## WHAT YOU NEED TO DO
Reproduce the entries exactly as they appear below.

----

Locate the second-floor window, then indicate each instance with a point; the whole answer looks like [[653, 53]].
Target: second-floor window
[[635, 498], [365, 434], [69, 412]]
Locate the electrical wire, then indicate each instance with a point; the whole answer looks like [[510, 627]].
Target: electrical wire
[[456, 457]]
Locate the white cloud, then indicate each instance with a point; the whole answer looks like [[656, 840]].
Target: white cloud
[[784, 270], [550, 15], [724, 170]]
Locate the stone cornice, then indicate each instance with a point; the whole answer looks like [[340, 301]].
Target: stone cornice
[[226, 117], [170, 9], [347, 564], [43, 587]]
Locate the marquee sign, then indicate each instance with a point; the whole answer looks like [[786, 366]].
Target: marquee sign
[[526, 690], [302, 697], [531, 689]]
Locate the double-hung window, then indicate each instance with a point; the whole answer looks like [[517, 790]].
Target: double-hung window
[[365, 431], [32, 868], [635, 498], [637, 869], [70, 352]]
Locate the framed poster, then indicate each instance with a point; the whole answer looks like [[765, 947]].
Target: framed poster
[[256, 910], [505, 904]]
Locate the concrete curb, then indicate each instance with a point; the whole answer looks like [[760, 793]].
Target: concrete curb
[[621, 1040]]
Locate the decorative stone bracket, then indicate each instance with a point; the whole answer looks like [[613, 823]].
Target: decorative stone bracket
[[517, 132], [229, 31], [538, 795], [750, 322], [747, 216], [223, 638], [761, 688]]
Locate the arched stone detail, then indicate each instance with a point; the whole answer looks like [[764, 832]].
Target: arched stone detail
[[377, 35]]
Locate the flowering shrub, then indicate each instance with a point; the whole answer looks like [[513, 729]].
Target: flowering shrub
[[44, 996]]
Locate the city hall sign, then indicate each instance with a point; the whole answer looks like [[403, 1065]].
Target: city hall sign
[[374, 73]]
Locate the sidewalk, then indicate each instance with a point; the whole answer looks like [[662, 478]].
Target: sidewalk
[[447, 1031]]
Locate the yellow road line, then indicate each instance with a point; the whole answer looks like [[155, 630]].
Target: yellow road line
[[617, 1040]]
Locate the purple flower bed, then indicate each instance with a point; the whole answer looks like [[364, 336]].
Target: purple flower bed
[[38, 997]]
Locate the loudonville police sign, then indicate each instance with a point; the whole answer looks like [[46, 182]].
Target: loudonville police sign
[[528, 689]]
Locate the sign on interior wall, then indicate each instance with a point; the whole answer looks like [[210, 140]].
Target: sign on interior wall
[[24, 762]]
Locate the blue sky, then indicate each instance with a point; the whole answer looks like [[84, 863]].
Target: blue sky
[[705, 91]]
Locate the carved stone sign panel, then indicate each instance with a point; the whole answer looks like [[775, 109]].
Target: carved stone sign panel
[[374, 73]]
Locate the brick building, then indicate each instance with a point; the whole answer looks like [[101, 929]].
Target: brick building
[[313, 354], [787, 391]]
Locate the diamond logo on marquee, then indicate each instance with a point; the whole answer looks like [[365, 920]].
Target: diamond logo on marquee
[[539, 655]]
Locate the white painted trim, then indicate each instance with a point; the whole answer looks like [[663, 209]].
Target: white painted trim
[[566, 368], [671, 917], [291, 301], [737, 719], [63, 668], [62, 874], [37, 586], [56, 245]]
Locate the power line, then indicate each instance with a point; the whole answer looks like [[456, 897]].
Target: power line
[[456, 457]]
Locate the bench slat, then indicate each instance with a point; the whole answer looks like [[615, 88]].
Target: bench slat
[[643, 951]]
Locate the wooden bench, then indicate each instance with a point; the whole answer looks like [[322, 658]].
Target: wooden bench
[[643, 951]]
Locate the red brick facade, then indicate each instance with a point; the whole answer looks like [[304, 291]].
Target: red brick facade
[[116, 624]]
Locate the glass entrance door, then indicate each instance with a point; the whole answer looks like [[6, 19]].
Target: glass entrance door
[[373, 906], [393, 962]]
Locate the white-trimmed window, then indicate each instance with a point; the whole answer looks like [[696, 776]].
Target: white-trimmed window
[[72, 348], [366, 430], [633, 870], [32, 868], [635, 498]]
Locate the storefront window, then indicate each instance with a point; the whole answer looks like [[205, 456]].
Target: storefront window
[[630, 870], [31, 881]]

----

## RESULT FOR THIS EXERCISE
Locate the second-floor window, then indicate each instance with a point; the whole answer looks like [[653, 53]].
Target: second-floor window
[[635, 498], [365, 434], [69, 412]]
Locate the electrical wire, then indicate each instance with a point; the whole answer looks like [[510, 627]].
Target: electrical wire
[[456, 457]]
Locate the white cloud, then indicate each instance with a point; the whole answer looks like [[656, 840]].
Target: white cloud
[[784, 270], [550, 15], [724, 170]]
Locate the stone cornice, then indicate each instance with a point; the whole answer looks like [[340, 301]].
Target: stone cornice
[[226, 117], [170, 9], [347, 564], [43, 587]]
Locate the marquee sign, then indicate each instance with a point; the whole answer looks like [[786, 366]].
Target: marquee sign
[[526, 690], [302, 697], [531, 689]]
Locate the double-hung window, then indicate each instance with a point; the whole answer looks like [[517, 790]].
Target: double-hung window
[[365, 431], [32, 868], [635, 498], [637, 869], [70, 352]]
Locate the framed poster, then indicate each instance with a point; the whole answer looks like [[765, 947]].
Target: framed poster
[[256, 910], [505, 904]]
Locate the concrete curb, then indicate each instance with a point; the whole answer looks like [[760, 793]].
Target: concrete curb
[[621, 1040]]
Locate the decorative stone bracket, then indicate each instance with a point; the whole answer looks like [[613, 823]].
Target: decorative stone bracket
[[517, 132], [229, 31], [538, 795], [750, 322], [747, 216], [223, 638], [761, 688]]
Locate the arched stone detail, then indicate each instance with a point; the whole answer looks like [[764, 832]].
Target: arched stone detail
[[377, 35]]
Locate the flowering shrub, then indicate each instance with a point; the whole answer looks like [[513, 729]].
Target: flowering shrub
[[44, 996]]
Locate the city hall sign, then indicate each instance with a point; the whole answer looks like [[403, 1065]].
Target: city hall sign
[[374, 73]]
Locate the sidewalk, then indicate each instance with a point; the whole answer looks like [[662, 478]].
Target: sidewalk
[[447, 1031]]
Locate the yellow road line, then indicate each instance with a point; the whole answer looks like [[155, 630]].
Target: yellow road line
[[617, 1040]]
Locate the purple flower bed, then indicate each instance with a point; the whole answer looks like [[364, 336]].
Target: purple flower bed
[[38, 997]]
Locate the loudonville police sign, then indicate each instance with a point; the whole answer looks like [[46, 182]].
Target: loudonville police sign
[[528, 689]]
Locate the sign on interior wall, then indicate each instance with a point; the whole answer looks like [[210, 140]].
Target: sign on interior wall
[[24, 762]]
Locate the blue sky, then indicate each instance with a point; the whole answer looks like [[84, 863]].
Target: blue sky
[[705, 91]]
Locate the carved stone sign panel, then indicate each instance with a point; the whole answer looks like [[775, 109]].
Target: carved stone sign panel
[[374, 73]]
Locate the brick building, then indicate each instance with a point; the whole answer looks like [[101, 929]].
Target: brick building
[[313, 354], [787, 391]]
Locate the diamond logo on marquee, then indicate each instance with a point; the whole answer looks like [[365, 920]].
Target: diamond logo on marquee
[[539, 655]]
Locate the white painted trim, then indicate each instance with a point; the whole answer looks like [[663, 209]].
Target: white painted trim
[[566, 368], [671, 917], [291, 301], [737, 719], [63, 668], [62, 874], [37, 586], [56, 245]]
Locate the power line, then indicate each instance with a point; the whole answer looks like [[456, 897]].
Target: power line
[[456, 457]]
Locate the bench slat, then indicate each instance with a point; the whole answer looks like [[615, 88]].
Target: bench slat
[[643, 951]]
Locate the wooden bench, then indicate each instance with a point; the whole answer looks like [[322, 658]].
Target: wooden bench
[[643, 951]]
Locate the red brick facade, then indicate each instance with a point; the whole answer looks like [[304, 291]].
Target: red brick facade
[[116, 624]]
Locate the glass entrance door, then indicate each instance with a point; the whole answer looks like [[6, 19]].
Target: glass entrance door
[[373, 906], [393, 962]]
Locate the white-trimmed window, then indicate each instance with a point; the whole answer looks like [[696, 776]].
Target: white-trimmed window
[[72, 348], [366, 430], [633, 870], [32, 868], [635, 498]]
Locate the storefront window, then indicate each instance with a point; the whole answer looks like [[205, 456]].
Target: storefront window
[[630, 870], [31, 881]]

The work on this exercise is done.